┌────────
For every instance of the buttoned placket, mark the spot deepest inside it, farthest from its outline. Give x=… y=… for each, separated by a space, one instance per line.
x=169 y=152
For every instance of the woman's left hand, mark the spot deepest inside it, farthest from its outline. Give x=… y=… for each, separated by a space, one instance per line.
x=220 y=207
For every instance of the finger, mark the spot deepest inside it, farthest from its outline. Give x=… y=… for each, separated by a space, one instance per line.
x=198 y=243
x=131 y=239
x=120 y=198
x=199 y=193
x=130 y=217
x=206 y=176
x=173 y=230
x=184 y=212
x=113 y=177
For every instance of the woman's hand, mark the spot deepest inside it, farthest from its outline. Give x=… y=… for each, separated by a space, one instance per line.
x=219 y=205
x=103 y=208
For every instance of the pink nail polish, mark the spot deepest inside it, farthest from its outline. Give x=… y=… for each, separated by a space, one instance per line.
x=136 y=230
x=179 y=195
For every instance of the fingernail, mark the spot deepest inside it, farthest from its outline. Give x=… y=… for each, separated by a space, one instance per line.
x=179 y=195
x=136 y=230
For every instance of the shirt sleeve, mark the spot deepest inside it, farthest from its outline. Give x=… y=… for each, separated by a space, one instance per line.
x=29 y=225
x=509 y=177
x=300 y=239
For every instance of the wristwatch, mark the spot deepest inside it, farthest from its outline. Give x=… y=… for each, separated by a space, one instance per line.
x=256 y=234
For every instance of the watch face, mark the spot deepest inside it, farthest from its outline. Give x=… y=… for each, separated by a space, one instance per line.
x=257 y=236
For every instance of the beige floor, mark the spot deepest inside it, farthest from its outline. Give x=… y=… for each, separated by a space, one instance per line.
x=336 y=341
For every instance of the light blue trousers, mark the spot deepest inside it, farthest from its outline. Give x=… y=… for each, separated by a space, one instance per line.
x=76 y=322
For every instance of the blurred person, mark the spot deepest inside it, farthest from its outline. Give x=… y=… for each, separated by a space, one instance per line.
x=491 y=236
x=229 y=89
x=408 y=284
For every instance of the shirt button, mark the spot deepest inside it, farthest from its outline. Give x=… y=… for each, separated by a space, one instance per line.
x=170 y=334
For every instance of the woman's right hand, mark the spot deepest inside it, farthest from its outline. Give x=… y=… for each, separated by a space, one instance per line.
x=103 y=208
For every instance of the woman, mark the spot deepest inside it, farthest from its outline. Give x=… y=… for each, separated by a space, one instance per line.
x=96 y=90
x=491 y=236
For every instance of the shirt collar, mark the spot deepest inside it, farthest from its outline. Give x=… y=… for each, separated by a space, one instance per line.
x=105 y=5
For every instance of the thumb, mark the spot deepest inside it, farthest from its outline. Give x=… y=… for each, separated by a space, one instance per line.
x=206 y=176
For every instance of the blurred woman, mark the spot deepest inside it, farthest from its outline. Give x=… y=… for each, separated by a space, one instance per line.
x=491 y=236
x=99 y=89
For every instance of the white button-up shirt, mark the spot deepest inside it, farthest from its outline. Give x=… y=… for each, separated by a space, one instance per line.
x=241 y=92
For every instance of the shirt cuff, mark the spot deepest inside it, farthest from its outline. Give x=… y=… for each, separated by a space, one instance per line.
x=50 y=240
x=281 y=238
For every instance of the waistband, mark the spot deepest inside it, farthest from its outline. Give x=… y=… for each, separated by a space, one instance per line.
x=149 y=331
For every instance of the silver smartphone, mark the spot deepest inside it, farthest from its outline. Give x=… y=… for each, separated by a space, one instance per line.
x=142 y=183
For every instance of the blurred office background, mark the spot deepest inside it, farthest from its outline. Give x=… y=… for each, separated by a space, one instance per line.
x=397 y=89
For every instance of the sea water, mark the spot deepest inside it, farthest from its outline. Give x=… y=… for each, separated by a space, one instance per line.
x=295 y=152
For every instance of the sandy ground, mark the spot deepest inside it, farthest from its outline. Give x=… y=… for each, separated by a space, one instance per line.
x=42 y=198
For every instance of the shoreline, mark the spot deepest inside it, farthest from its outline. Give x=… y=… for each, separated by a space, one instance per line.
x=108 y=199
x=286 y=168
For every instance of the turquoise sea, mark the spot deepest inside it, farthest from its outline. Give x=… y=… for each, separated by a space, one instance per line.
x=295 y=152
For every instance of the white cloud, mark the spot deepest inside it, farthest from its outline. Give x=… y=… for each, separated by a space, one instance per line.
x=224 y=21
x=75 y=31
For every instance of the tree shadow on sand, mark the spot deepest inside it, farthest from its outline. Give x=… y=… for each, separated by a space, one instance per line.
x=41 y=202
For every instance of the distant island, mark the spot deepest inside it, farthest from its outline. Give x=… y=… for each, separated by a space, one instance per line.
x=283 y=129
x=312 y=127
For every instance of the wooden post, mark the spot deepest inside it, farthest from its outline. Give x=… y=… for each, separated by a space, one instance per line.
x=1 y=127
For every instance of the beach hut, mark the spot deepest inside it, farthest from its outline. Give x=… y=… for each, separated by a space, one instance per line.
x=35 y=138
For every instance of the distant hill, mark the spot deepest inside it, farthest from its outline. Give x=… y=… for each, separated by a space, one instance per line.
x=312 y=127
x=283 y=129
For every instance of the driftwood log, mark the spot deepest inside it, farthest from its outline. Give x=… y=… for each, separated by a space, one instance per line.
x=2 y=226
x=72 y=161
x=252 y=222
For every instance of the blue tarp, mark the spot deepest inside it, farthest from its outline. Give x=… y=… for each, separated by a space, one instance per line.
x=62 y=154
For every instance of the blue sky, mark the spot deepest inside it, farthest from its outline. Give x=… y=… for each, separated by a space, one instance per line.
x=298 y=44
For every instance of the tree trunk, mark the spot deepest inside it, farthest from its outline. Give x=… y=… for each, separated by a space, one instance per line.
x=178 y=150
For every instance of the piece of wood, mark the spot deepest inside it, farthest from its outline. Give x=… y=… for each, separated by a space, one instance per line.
└────────
WHAT YOU SHOULD DO: Take the entries above and return all of them exactly.

SOLUTION FOR THIS EXERCISE:
For every instance of the buttoned placket, mark the spot deepest inside it, farthest from its outline. Give x=… y=… for each, separated by a space, one instance per line.
x=169 y=152
For every instance of the woman's left hand, mark the spot deepest inside it, farthest from its outline. Give x=… y=… for each, separated by a space, one instance per line.
x=220 y=207
For every instance of the finger, mark the spot deepest inside it, farthest from its outline. Give x=… y=… for each, separated by a space, one instance per line.
x=198 y=243
x=131 y=239
x=120 y=198
x=199 y=193
x=130 y=217
x=206 y=176
x=173 y=230
x=184 y=212
x=113 y=177
For every instance of the woman's hand, mark the spot deepest inside it, farthest from its outline. Give x=… y=… for each, separated by a space, one instance per line.
x=219 y=205
x=103 y=208
For every instance of the pink nail polish, mark the spot deepest inside it, farthest from its outline. Give x=… y=… for each, separated by a space, one instance per line.
x=136 y=230
x=179 y=195
For every instance of the fingernail, mark the spot deepest inside it, farthest from its outline. Give x=… y=… for each, separated by a space, one instance per line.
x=179 y=195
x=136 y=230
For every instance of the shirt sleeve, mark the spot deepest inside it, farthest from its outline. Give x=… y=… for each, separated by a space, one instance per line.
x=29 y=225
x=509 y=177
x=300 y=239
For every instance of the wristwatch, mark the spot deepest inside it, farthest from its outline. Give x=… y=… for each, separated by a space, one instance per line.
x=256 y=234
For every instance of the watch face, mark the spot deepest inside it, farthest from its outline. Give x=… y=… for each, separated by a space, one instance per line.
x=257 y=236
For every instance of the beige floor, mark the spot deepest inside it, farthest from its outline. Give x=… y=… for each, separated by a space, one instance per line.
x=336 y=341
For every instance of the light blue trousers, mark the spot deepest inside it, farthest from its outline. Give x=… y=… for each, separated by a space, one instance per line.
x=76 y=322
For every instance of the blurred person, mark the spot deepest inside it, farthest from its outline. Give x=… y=… for each, separated by a space, one instance per line.
x=491 y=236
x=229 y=89
x=408 y=284
For every instance of the shirt button, mark the spot deepest inside it, farthest from its outline. Give x=… y=… for each, separated by a space, one instance per line.
x=170 y=334
For every instance of the woman's right hand, mark the spot deepest inside it, farthest from its outline. Give x=… y=… for each, separated by a space, one instance per line.
x=103 y=208
For every instance of the woman, mark the spot deepest inside it, farthest from its outline. Give x=… y=… for each, separated by a space, one instance per line.
x=96 y=90
x=491 y=236
For every instance of the shirt collar, mark the spot deepest inside it, farthest from its outline. Give x=… y=… for each, separated by a space, one instance per line.
x=105 y=5
For every instance of the thumb, mark the spot deepest inside it, farthest from its outline. Give x=… y=… for each, separated by a space, one instance per line.
x=206 y=176
For every instance of the blurred woman, mark the spot deepest inside it, farthest from its outline. Give x=… y=… for each, separated by a space, one instance per line.
x=491 y=236
x=99 y=89
For every instance of the white button-up shirt, mark the spot deepest inside it, farthest from its outline. Give x=… y=… for each, separated by a space, one instance per line.
x=241 y=92
For every instance of the shirt cuff, mark the spot deepest inside it, farthest from its outline. Give x=… y=… for each, separated by a space, one instance per line.
x=50 y=240
x=281 y=238
For every instance of the waistband, mark the spot deepest inside it, farthest from its outline. Give x=… y=… for each, separated by a space, one instance per line.
x=149 y=331
For every instance of the silver smartphone, mark the spot deepest inside it, farthest from its outline. Give x=… y=… for each, separated by a space, one instance per line.
x=142 y=183
For every instance of the blurred office background, mark the spot deepest inside it, farthest from its outline. Give x=… y=… for each, separated by a space, one instance per line.
x=397 y=89
For every instance of the sea water, mark the spot deepest inside it, farthest from its outline. Give x=… y=… for each, separated by a space, one instance per line.
x=295 y=152
For every instance of the sandy ground, mark the spot deepest inside it, farthest from its outline. Give x=… y=… for each, separated by a space, one instance per line.
x=42 y=198
For every instance of the shoreline, mark the spot deepest inside it, farthest from its outline. Give x=… y=… for each, separated by a space, one instance per line.
x=108 y=199
x=286 y=168
For every instance of the turquoise sea, mark the spot deepest inside it, farthest from its outline. Give x=… y=… for each, separated by a space, one instance per line.
x=295 y=152
For every instance of the white cloud, mark the spot deepest inside it, farthest from its outline. Give x=… y=… for each, separated by a space, one instance per line.
x=224 y=21
x=75 y=31
For every instance of the tree shadow on sand, mark the spot deepest inside it, farthest from its outline. Give x=… y=… for each, separated by a space, one instance per line.
x=41 y=202
For every instance of the distant island, mark the spot deepest inside it, farthest from its outline. Give x=… y=… for each, separated by a space, one instance per line.
x=283 y=129
x=312 y=127
For every instance of the wooden post, mark the spot deepest inside it, farthest from its outline. Give x=… y=… for each, separated by a space, one instance per line.
x=1 y=127
For every instance of the beach hut, mark the spot deepest inside it, farthest from its outline. Give x=… y=… for each, separated by a space, one instance per line.
x=35 y=138
For every instance of the distant hill, mark the spot deepest inside it, farthest from its outline. Give x=… y=… for each, separated by a space, one instance per line.
x=312 y=127
x=283 y=129
For every instance of the driftwood log, mark the spot deepest inside it, farthest from its outline. Give x=… y=… for each, separated by a space, one instance per line.
x=2 y=226
x=72 y=161
x=252 y=222
For every instance of the blue tarp, mark the spot deepest inside it, farthest from its outline. Give x=… y=… for each, separated by a space, one instance per line.
x=62 y=154
For every instance of the blue sky, mark the spot deepest inside it, farthest from its outline. Give x=… y=… for each, separated by a space, one instance per line.
x=298 y=44
For every instance of the tree trunk, mark the spot deepest inside it, farthest from its outline. Give x=… y=… for each, separated by a space, one instance per line.
x=178 y=150
For every instance of the piece of wood, mark the spot deepest inside it, farthest from its outline. Give x=… y=… for each, separated by a space, one instance per line.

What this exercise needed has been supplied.